Which lines of the records contain "element"? Collect every one of them.

************

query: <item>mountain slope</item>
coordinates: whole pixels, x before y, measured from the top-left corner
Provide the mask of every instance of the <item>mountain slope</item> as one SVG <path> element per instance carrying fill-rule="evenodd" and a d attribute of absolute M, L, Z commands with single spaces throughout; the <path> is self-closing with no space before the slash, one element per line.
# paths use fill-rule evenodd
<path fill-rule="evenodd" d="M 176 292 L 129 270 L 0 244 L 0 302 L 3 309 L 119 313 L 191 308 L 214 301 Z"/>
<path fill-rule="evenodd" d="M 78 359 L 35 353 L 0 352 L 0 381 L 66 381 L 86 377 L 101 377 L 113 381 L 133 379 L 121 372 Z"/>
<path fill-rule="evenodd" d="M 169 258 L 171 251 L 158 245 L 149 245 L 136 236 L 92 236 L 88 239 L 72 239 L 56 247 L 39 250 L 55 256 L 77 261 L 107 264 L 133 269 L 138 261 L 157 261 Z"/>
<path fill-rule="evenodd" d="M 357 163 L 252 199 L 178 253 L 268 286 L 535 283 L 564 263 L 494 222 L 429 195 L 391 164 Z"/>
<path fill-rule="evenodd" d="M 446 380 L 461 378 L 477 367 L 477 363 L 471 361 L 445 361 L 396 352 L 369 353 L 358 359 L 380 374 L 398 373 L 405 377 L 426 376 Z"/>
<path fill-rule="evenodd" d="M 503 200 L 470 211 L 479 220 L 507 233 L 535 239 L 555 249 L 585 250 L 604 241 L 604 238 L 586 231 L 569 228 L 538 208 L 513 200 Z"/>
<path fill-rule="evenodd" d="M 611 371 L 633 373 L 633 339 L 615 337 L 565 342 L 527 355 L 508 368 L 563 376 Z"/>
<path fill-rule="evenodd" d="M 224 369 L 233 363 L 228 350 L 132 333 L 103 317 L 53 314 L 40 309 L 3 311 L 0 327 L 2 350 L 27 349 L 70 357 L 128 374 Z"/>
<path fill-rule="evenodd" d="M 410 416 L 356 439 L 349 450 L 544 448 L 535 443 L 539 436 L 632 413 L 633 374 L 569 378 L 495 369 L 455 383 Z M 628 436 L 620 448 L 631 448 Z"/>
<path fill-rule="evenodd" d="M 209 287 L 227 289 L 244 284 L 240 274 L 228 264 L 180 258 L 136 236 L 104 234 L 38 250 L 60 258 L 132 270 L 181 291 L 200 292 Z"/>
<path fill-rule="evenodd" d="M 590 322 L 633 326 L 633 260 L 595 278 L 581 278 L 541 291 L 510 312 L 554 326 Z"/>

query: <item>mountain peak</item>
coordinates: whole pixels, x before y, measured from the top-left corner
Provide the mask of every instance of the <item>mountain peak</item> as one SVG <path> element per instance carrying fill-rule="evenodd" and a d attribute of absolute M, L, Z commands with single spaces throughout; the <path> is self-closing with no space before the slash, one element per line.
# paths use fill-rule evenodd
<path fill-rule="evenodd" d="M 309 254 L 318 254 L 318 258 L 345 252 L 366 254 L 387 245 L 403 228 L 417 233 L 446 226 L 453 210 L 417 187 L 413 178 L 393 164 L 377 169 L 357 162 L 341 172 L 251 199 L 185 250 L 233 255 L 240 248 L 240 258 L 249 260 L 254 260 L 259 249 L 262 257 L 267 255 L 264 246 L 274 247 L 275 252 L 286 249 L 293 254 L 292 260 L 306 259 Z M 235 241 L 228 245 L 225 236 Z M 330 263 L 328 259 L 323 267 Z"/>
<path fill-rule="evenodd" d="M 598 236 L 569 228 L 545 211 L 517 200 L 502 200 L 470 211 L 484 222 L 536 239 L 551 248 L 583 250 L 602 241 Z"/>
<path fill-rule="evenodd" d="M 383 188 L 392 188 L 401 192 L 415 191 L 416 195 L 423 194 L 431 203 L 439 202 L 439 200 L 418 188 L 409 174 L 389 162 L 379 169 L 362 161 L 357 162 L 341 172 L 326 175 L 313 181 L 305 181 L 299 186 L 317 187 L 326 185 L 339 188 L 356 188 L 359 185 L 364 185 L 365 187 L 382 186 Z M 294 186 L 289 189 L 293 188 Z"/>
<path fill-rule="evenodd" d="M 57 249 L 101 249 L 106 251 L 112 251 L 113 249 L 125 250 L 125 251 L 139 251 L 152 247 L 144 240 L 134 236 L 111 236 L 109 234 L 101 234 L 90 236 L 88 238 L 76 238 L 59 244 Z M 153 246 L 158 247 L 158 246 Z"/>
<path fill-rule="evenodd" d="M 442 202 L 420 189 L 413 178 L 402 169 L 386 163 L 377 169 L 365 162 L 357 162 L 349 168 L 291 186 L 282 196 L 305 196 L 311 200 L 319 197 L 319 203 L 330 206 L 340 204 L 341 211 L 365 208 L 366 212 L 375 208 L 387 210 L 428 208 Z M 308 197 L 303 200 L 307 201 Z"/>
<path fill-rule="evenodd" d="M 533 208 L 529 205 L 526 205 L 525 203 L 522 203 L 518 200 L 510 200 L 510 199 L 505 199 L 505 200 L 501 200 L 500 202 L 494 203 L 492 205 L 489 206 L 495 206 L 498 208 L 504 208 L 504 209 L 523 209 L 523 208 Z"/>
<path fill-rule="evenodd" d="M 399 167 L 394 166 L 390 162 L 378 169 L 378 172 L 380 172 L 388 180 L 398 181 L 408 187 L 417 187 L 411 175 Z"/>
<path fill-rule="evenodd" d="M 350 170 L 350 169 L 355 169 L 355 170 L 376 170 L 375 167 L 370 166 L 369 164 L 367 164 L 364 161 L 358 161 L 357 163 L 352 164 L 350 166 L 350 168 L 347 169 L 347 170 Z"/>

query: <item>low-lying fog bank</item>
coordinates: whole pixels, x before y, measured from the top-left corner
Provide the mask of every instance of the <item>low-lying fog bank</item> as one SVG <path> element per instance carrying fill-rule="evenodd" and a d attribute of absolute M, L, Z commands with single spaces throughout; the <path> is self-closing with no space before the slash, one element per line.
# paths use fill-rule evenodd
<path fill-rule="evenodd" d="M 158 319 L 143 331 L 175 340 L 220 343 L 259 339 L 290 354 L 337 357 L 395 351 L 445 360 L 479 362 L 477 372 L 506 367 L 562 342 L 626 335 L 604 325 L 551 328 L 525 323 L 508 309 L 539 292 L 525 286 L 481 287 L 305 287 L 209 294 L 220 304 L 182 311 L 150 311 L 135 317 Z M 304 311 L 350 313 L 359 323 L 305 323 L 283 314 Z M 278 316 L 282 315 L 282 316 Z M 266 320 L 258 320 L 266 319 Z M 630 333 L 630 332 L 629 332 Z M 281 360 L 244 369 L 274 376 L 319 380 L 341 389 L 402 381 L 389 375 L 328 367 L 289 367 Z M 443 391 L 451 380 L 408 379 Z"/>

************

» EXERCISE RESPONSE:
Provide the mask of every instance of the <item>mountain slope</item> as one SVG <path> element per instance carrying fill-rule="evenodd" and a d attribute of absolute M, L, Z commands with single spaces throughout; the <path> is self-closing with no space before the slash, one element per line.
Provide the mask of every instance of the <item>mountain peak</item> as one SVG <path> element per instance carrying fill-rule="evenodd" and a d attribute of absolute M, L, Z commands with single spaces throughout; the <path> is self-closing with no space before the slash, one element per line.
Provide the mask of every instance of the <item>low-lying fog bank</item> as one SVG <path> element per instance carrying fill-rule="evenodd" and a d attribute of absolute M, L, Z commands with single spaces throughout; the <path> is self-closing with no space before the slash, one element per line.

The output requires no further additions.